[BEGIN]

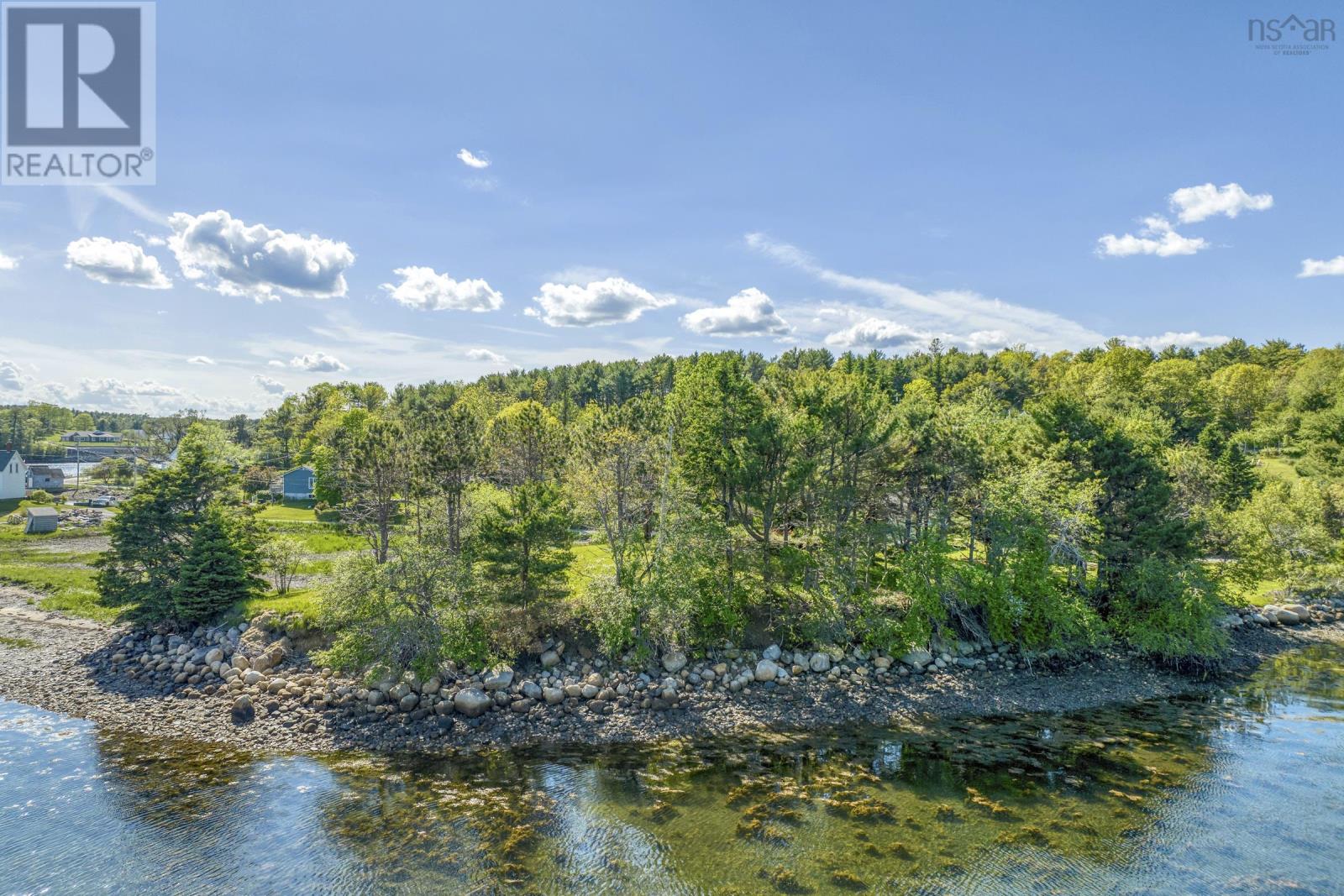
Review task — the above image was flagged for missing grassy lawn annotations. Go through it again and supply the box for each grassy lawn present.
[257,501,340,522]
[0,562,121,622]
[266,522,368,553]
[1258,454,1301,485]
[0,498,103,544]
[230,589,318,619]
[566,542,616,594]
[1225,579,1288,607]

[END]

Exercise objective | Format each line of the items above as a numbered list, omitting any blank lines and leaving the pictures out.

Result of the exercise |
1. Review task — the above image was flagged for missing grassy lawn annotations. Go through it again and supply the box for each grassy lawn present.
2. [257,501,340,522]
3. [0,562,121,622]
4. [266,522,368,553]
5. [1258,454,1301,485]
6. [0,498,103,544]
7. [230,589,318,619]
8. [566,542,616,594]
9. [1225,579,1288,607]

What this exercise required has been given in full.